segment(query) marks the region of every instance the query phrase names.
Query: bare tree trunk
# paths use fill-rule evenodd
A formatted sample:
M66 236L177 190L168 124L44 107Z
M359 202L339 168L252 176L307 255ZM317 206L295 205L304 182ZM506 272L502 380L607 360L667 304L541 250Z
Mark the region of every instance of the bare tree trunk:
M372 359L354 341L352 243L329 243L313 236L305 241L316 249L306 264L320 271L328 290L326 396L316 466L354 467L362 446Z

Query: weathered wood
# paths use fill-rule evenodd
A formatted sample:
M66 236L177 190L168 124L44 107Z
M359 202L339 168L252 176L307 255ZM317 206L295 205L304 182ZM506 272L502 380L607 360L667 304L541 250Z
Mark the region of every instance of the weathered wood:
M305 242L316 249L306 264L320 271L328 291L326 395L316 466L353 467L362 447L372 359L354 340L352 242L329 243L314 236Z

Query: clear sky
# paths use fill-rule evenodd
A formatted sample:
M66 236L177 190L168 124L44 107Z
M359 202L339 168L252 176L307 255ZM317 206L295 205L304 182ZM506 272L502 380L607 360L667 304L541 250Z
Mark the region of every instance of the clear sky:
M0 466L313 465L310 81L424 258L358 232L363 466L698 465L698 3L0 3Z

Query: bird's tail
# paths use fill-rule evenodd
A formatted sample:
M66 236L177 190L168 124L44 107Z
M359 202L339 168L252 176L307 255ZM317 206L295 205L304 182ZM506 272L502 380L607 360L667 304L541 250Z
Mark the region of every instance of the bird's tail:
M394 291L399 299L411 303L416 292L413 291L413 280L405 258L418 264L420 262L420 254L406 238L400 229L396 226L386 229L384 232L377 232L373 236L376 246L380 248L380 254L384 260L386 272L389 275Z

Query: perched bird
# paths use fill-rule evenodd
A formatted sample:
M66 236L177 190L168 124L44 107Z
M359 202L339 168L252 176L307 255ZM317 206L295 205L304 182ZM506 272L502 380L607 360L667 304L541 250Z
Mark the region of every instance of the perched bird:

PROBLEM TO WORK ON |
Copy all the rows above word for word, keeping every line and its order unchanged.

OUTPUT FOR THIS EXERCISE |
segment(query) marks the region of every instance the query phrase names.
Query: bare tree trunk
# paths use fill-rule evenodd
A formatted sample:
M66 236L177 190L168 124L44 107Z
M359 202L339 168L252 176L307 255ZM317 206L295 205L304 182ZM506 272L502 380L607 360L667 304L541 250Z
Mark the region of every instance of the bare tree trunk:
M372 359L354 341L352 243L329 243L313 236L305 241L316 249L306 264L320 271L328 290L326 396L316 466L354 467L362 446Z

Query: weathered wood
# paths use fill-rule evenodd
A formatted sample:
M66 236L177 190L168 124L44 107Z
M359 202L339 168L252 176L307 255ZM317 206L295 205L304 182ZM506 272L502 380L607 360L667 304L541 250Z
Mark the region of every instance of the weathered wood:
M305 242L316 249L306 264L320 271L328 291L326 395L316 466L353 467L362 447L372 359L354 340L352 242L329 243L314 236Z

Query: clear sky
# paths use fill-rule evenodd
A formatted sample:
M66 236L177 190L168 124L44 107Z
M359 202L339 168L252 176L307 255ZM317 206L295 205L304 182ZM506 272L502 380L607 360L667 304L541 250Z
Mark the region of every instance of the clear sky:
M0 466L313 465L310 81L424 258L358 232L363 466L698 465L698 3L0 3Z

Query: bird's tail
# paths use fill-rule evenodd
A formatted sample:
M66 236L177 190L168 124L44 107Z
M359 202L339 168L252 176L307 255ZM317 206L295 205L304 182ZM506 272L502 380L607 360L667 304L541 250Z
Mark the region of every instance of the bird's tail:
M394 291L399 299L411 303L416 292L413 291L413 280L405 258L418 264L420 262L420 254L406 238L400 229L396 226L386 229L384 232L377 232L373 236L376 246L380 248L380 254L384 260L386 272L389 275Z

Query: perched bird
# paths use fill-rule evenodd
A formatted sample:
M66 236L177 190L168 124L44 107Z
M359 202L339 168L252 176L307 255ZM317 206L295 205L304 182ZM506 272L502 380L607 360L667 304L541 250Z
Mark the region of every instance of the perched bird:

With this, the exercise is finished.